• RECORDED INFORMATION:
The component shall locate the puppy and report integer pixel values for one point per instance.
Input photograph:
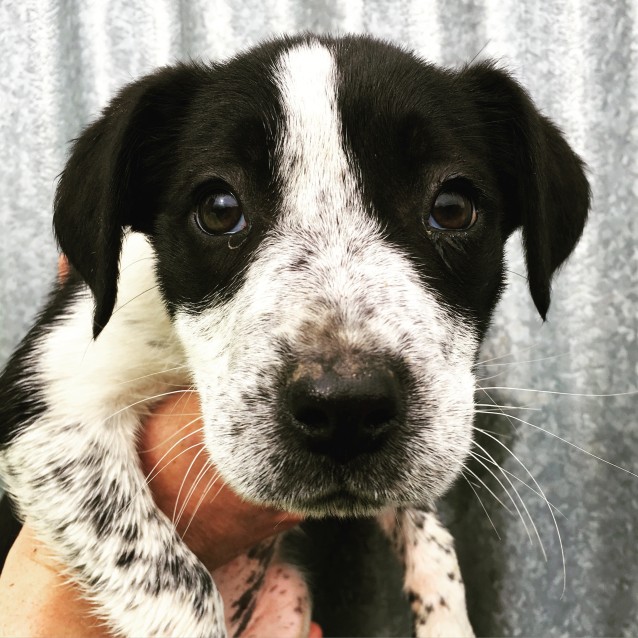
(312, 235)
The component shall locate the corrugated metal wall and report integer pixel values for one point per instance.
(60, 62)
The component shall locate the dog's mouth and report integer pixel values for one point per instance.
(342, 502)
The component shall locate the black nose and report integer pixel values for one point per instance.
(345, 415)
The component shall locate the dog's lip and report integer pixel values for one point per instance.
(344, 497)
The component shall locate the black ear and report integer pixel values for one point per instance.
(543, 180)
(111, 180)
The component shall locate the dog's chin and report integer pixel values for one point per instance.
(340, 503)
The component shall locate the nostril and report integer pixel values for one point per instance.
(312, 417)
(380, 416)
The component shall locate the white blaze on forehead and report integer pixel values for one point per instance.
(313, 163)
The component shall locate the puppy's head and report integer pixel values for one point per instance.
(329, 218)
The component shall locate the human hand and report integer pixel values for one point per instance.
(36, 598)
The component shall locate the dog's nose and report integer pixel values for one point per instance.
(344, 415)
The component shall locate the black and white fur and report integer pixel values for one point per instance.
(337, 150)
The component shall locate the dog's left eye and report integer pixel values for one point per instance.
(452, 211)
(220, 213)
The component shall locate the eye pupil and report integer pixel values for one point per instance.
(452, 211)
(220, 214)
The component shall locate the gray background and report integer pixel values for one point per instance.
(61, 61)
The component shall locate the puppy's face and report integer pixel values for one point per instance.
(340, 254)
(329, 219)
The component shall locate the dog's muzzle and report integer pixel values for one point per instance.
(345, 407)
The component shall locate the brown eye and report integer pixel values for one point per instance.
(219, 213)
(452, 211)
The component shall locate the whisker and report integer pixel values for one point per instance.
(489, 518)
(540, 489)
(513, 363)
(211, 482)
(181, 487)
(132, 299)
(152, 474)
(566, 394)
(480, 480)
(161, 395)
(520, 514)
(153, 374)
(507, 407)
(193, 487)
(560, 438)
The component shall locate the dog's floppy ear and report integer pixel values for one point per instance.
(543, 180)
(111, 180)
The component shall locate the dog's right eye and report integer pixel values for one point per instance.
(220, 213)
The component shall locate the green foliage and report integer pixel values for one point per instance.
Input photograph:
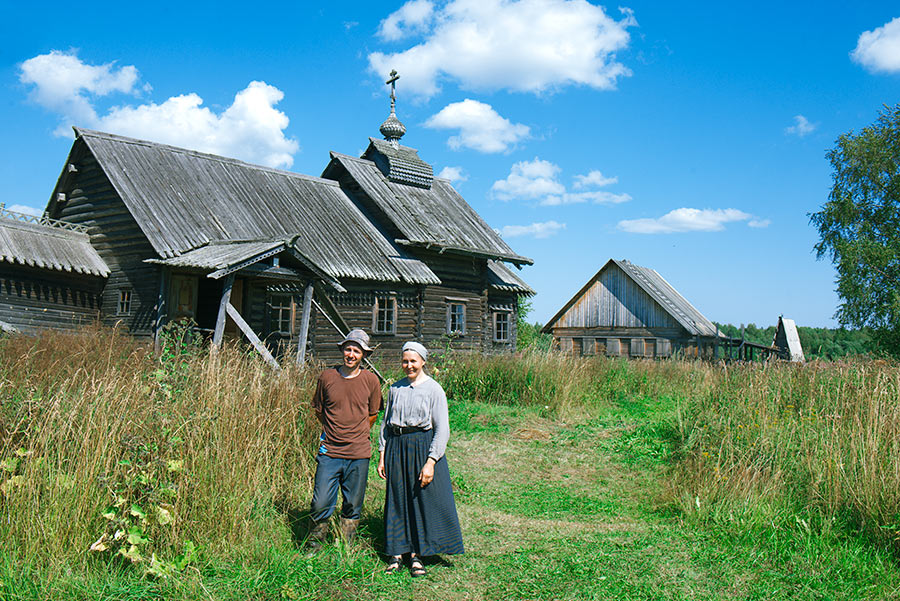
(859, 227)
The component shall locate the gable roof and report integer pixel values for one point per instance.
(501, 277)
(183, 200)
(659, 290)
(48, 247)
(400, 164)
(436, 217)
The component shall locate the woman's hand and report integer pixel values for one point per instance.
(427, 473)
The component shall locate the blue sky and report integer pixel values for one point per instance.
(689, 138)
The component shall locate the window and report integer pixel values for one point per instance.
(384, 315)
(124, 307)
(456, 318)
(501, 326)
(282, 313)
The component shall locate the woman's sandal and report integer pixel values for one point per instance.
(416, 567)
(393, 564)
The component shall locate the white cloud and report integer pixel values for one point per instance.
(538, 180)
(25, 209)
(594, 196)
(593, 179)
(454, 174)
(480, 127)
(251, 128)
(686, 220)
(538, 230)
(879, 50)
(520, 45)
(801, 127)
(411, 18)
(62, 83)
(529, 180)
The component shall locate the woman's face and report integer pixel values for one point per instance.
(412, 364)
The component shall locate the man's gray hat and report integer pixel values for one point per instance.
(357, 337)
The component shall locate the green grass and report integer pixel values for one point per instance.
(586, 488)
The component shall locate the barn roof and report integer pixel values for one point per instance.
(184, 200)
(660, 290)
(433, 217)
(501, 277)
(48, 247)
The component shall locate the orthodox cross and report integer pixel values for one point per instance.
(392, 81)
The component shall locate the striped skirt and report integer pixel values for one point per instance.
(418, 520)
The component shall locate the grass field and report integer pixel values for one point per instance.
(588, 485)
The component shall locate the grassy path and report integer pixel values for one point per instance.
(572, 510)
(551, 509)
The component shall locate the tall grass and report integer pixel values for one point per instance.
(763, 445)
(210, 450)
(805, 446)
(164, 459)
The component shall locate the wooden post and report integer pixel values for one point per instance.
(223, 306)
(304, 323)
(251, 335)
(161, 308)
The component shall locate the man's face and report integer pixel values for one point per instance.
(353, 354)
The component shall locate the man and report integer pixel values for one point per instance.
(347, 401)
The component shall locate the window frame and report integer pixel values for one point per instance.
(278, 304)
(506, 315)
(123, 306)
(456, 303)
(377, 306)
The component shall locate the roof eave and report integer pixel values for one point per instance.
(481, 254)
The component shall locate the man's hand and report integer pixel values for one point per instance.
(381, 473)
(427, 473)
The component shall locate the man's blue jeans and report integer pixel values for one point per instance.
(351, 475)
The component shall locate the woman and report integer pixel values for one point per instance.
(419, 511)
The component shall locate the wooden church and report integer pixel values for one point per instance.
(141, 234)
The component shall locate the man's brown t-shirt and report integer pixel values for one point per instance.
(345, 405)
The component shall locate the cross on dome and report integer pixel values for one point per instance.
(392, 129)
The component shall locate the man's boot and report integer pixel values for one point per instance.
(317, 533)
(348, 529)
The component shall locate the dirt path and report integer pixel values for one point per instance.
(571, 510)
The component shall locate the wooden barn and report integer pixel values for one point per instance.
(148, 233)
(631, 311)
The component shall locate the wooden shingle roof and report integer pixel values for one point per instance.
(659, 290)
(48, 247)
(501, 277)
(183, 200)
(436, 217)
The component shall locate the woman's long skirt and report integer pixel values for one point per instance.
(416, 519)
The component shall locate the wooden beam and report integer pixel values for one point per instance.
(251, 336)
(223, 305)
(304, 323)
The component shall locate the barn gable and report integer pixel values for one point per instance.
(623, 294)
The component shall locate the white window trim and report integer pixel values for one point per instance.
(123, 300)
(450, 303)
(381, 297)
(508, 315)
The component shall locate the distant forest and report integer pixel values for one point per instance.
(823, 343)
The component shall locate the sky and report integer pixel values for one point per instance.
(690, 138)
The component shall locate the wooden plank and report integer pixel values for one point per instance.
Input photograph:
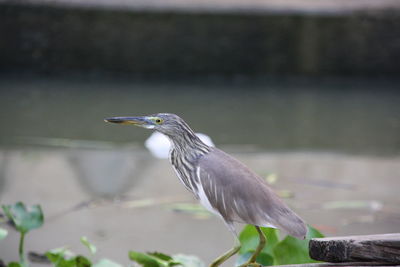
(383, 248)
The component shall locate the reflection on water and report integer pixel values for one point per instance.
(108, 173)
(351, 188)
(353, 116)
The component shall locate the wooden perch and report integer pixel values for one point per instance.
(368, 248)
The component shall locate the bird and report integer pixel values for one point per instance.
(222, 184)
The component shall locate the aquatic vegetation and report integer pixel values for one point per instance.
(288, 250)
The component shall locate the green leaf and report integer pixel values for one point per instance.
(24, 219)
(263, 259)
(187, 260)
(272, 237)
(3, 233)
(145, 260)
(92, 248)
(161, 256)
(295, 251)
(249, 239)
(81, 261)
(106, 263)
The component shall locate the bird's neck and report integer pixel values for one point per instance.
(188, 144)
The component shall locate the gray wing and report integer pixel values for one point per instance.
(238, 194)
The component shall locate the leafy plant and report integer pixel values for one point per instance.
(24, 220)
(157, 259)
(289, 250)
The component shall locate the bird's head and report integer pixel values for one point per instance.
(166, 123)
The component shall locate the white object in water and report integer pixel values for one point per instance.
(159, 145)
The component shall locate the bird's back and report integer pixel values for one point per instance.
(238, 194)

• TASK TO COMPLETE:
Reproduce the entries exactly. Do not carry over any picture.

• EXERCISE OUTPUT:
The component shall locate the puppy and report integer pixel values for one point per instance.
Input photograph:
(312, 235)
The component shall locate the corrugated metal wall and report integer pixel values for one point per instance.
(60, 62)
The component shall locate the dog's mouth and report integer pixel values for one point per instance.
(342, 502)
The component shall locate the black nose and report integer pixel values for one point per instance.
(345, 415)
The component shall locate the dog's lip and report integer pixel values for one point per instance.
(344, 497)
The component shall locate the black ear and report integer pixel values for one point per instance.
(543, 180)
(111, 180)
The component shall locate the dog's chin and report integer pixel values for one point per instance.
(340, 503)
The component shall locate the nostril and report integer pixel values for one point per instance.
(312, 417)
(380, 416)
The component shall locate the white blaze on forehead and report integer pixel values for one point per instance.
(313, 163)
The component shall locate the puppy's head and report integer pixel values for one point per instance.
(329, 218)
The component shall locate the human hand and report integer pixel values for one point per instance.
(36, 598)
The component shall locate the dog's nose and report integer pixel values for one point per instance.
(344, 415)
The component shall locate the black and white fur and report integer pixel values for one point per instance.
(337, 150)
The component shall locate the dog's left eye and report integer pixel values for one point per instance.
(452, 211)
(220, 213)
The component shall locate the eye pupil and report integer pixel values for one point per instance.
(452, 211)
(220, 214)
The component shall locate the gray background and report integer pixel values for one point per instance.
(61, 61)
The component shall locate the puppy's face and report integer pixel values for one point per instance.
(340, 254)
(329, 219)
The component shall locate the dog's muzzle and report integer pixel values for one point per instance.
(345, 407)
The component shall locate the brown eye and report integer pixel values for one point per instance.
(219, 213)
(452, 211)
The component shall locate the whisker and report integer pixel values for one point per instance.
(489, 518)
(540, 489)
(513, 363)
(211, 482)
(181, 487)
(132, 299)
(152, 474)
(566, 394)
(480, 480)
(161, 395)
(520, 514)
(153, 374)
(507, 407)
(193, 487)
(560, 438)
The component shall locate the dog's floppy ear and report integer pixel values for one point per instance.
(543, 180)
(111, 180)
The component shall locate the dog's right eye and report integer pixel values for one point per instance.
(220, 213)
The component shall locate the green foliage and report integer pixel values for one point per instance.
Input photograph:
(859, 227)
The component shall locate the gable roof and report integer pixel values for one point per instance.
(501, 277)
(183, 200)
(659, 290)
(48, 247)
(400, 164)
(436, 217)
The component shall locate the woman's hand and report integer pixel values for one point per instance.
(427, 473)
The component shall locate the blue sky and report integer pixel values for one point per instance.
(689, 138)
The component shall locate the window and report integer pixel values for one point per instance.
(384, 315)
(124, 307)
(456, 318)
(501, 326)
(282, 313)
The component shall locate the woman's sandal and report integer pixel values for one point per instance.
(416, 567)
(393, 564)
The component shall locate the white cloud and report integer pixel values for one point per instance.
(538, 180)
(25, 209)
(594, 196)
(593, 179)
(454, 174)
(480, 127)
(251, 128)
(686, 220)
(538, 230)
(879, 50)
(520, 45)
(801, 127)
(411, 18)
(62, 83)
(529, 180)
The component shall locate the woman's face and report integer pixel values for one point per instance.
(412, 364)
The component shall locate the man's gray hat and report integer pixel values for one point per instance.
(357, 337)
The component shall locate the green grass and report integer pixel values for one point per instance.
(586, 488)
The component shall locate the barn roof and report integer pixel values for one point per instance.
(184, 200)
(660, 290)
(433, 217)
(501, 277)
(48, 247)
The component shall locate the orthodox cross and report integer pixel values for one point per instance.
(392, 81)
The component shall locate the striped skirt and report integer pixel values for one point per instance.
(418, 520)
The component shall locate the grass field and report integer pixel values for one point per instance.
(588, 485)
The component shall locate the grassy path and report integer pixel values for one point per instance.
(572, 510)
(551, 509)
The component shall locate the tall grass and report integer pixel values for one point per instance.
(763, 445)
(210, 450)
(805, 446)
(164, 459)
The component shall locate the wooden post and report integer pixel values for one point per instance.
(223, 306)
(304, 323)
(251, 335)
(161, 308)
The component shall locate the man's face and report integer pixel values for one point per instance.
(353, 354)
The component shall locate the man and report integer pixel values for one point per instance.
(347, 401)
The component shall locate the window frame and report integer pixel values for one point per instance.
(278, 304)
(506, 315)
(123, 306)
(456, 303)
(377, 306)
The component shall locate the roof eave and report integer pixel values for one point per instance.
(481, 254)
The component shall locate the man's hand and report integer pixel values for one point per instance.
(381, 473)
(427, 473)
The component shall locate the man's blue jeans and report integer pixel values for one point per instance.
(351, 475)
The component shall locate the woman and report integer pixel values for one point per instance.
(419, 511)
The component shall locate the wooden church and report integer pixel values for one point per instance.
(141, 234)
The component shall locate the man's brown t-shirt and report integer pixel values for one point per instance.
(345, 405)
The component shall locate the cross on dome and report integer pixel values for one point per instance.
(392, 129)
The component shall locate the man's boot and report integer pixel values for one point per instance.
(317, 533)
(348, 529)
The component shall locate the dirt path and report integer pixel values for one point per instance.
(571, 510)
The component shall locate the wooden barn and report integer pixel values for one point per instance.
(148, 233)
(631, 311)
The component shall locate the wooden shingle roof and report integer pixel values for one point per instance.
(659, 290)
(48, 247)
(501, 277)
(183, 200)
(436, 217)
The component shall locate the woman's long skirt and report integer pixel values for one point per instance.
(416, 519)
The component shall locate the wooden beam and report integer pixel values for one point per instance.
(251, 336)
(223, 305)
(304, 323)
The component shall locate the barn gable and report integer pixel values for one point per instance.
(623, 294)
The component shall locate the white window trim and report integer pixel values for one point per instance.
(123, 300)
(450, 303)
(381, 297)
(508, 315)
The component shall locate the distant forest and report integer pixel values for one point per instance.
(823, 343)
The component shall locate the sky and report integer pixel values for one point per instance.
(690, 138)
The component shall locate the wooden plank and report integer pixel values for one point per instance.
Input photograph:
(383, 248)
The component shall locate the reflection on water and report integer pixel values for one point per instance.
(108, 173)
(351, 188)
(353, 116)
The component shall locate the wooden perch and report integer pixel values for one point per instance.
(368, 248)
The component shall locate the bird and report integer pixel values for one point per instance.
(222, 184)
The component shall locate the aquatic vegetation and report integer pixel values for one point per instance.
(288, 250)
The component shall locate the green leaf and report integer pixel values for one point per instance.
(24, 219)
(263, 259)
(187, 260)
(272, 237)
(3, 233)
(145, 260)
(92, 248)
(161, 256)
(295, 251)
(249, 239)
(81, 261)
(106, 263)
The component shall locate the bird's neck and report integer pixel values for one point per instance.
(188, 144)
The component shall locate the gray wing and report integer pixel values for one point per instance.
(238, 194)
The component shall locate the leafy plant and report integer pixel values for one point per instance.
(24, 220)
(157, 259)
(289, 250)
The component shall locate the bird's head and report integer pixel values for one point per instance.
(166, 123)
The component shall locate the white object in water and report integer pixel values for one point per instance.
(159, 145)
The component shall locate the bird's back and report integer pixel values for one point per instance.
(238, 194)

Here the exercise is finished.